Requirement ->
Answer the following questions using the article on meat inspection below:
(a) In what month and year was the USDA letter to Food & Water Watch written?
(b) How many people fell ill from the strain of e. coli found in the Canadian beef?
(c) How many plants does MPI say have switched to company inspection?

Supplied passage ->
The report makes a range of recommendations for dealing with these problems, but our interviews with meat inspectors continuing into 2014 have found that the same concerns are still being raised.

 

Evidence from the United States, uncovered by Metro, shows that Baldick and others are right to raise concerns. The US does not treat faecal contamination as a quality or appearance issue. On the contrary, it has a “zero tolerance” policy: any meat with even the slightest amount of shit on it is immediately turned away at the border.

Countries operating company inspection systems have fallen foul of this policy. By June 2012, Australia, which has been using company inspection since 2011, had had at least a dozen separate shipments of meat rejected by the US due to either faecal or e-coli contamination, according to reports at the time.

In August and September 2012, it was Canada’s turn to cause trouble: millions of tonnes of beef from a company inspection plant had to be recalled, both from the US and from Canada, after it was found to contain a potentially deadly strain of e. coli which caused 18 people to fall ill.

Has New Zealand avoided these problems? The ministry’s Carol Barnao told Metro it was “a myth” that New Zealand meat had been rejected by the United States. She was not aware of MPI receiving any letter on the issue.

Since 2011, seven consignments of NZ meat have failed to meet the US zero-tolerance standard. This has never been disclosed to the public.

But our investigation has turned up a letter, written in April 2013, from the USDA to Food & Water Watch, in which the American Under-Secretary for Food Safety, Elisabeth A. Hagen, notes concern about “the increased port-of-entry zero tolerance violations” by New Zealand meat. “New Zealand responded to [USDA] concerns related to zero tolerance and committed to a national review of hygienic dressing procedures,” Hagen’s letter says.

In response to our further questioning, MPI has acknowledged that New Zealand did indeed receive a warning from the USDA about its poor record: since 2011, seven consignments of meat have failed to meet the US’s zero tolerance standard, and been rejected.

This has never been disclosed to the public, and it is not likely the violations were minor. According to Food & Water Watch’s Tony Corbo, in some cases the meat rejected at the US border was visibly contaminated with faecal matter.

However, MPI insists that its review of procedures “found that all New Zealand establishments are substantially in compliance with the [US] requirements and that there were no indicators of systemic failure”.

It also claims — in an interesting twist — that none of the contaminated meat came from the five plants that have switched to company inspection.

Rows of box annotation data:
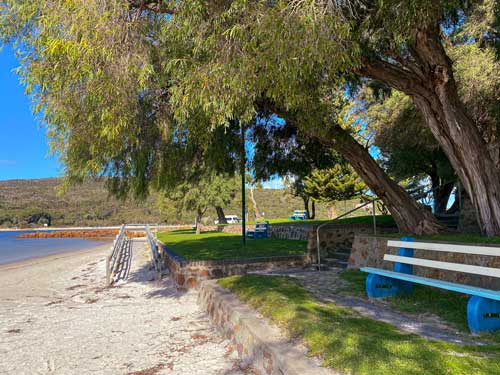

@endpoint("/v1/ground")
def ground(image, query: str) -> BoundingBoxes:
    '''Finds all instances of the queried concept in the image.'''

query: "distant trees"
[0,0,500,235]
[252,117,341,219]
[304,163,366,220]
[158,173,239,234]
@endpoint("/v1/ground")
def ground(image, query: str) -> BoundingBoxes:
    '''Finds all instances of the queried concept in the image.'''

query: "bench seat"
[361,267,500,301]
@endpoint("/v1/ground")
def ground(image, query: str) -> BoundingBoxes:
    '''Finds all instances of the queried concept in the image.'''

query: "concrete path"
[0,241,244,375]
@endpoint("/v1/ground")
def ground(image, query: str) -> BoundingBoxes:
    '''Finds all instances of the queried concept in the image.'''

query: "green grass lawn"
[249,215,395,225]
[340,270,472,332]
[158,230,307,260]
[219,275,500,375]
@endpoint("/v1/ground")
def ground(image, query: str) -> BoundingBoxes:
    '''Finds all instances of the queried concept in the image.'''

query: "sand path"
[0,240,243,375]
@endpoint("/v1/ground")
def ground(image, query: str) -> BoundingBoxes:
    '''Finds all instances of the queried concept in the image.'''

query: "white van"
[214,215,240,224]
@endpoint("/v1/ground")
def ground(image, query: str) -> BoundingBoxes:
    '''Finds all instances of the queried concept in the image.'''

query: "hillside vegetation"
[0,178,368,227]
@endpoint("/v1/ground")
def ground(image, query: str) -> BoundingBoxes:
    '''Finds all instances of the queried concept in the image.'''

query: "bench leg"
[366,273,413,298]
[467,296,500,333]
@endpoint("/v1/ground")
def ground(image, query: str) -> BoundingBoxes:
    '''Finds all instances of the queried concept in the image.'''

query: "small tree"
[158,174,238,234]
[304,163,366,220]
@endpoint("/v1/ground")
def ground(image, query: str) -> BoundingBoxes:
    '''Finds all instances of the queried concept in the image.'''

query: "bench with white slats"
[361,237,500,333]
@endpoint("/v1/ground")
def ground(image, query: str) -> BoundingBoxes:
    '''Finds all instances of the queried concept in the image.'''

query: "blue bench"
[361,237,500,333]
[247,221,269,240]
[288,210,307,220]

Task response ->
(a) April 2013
(b) 18
(c) Five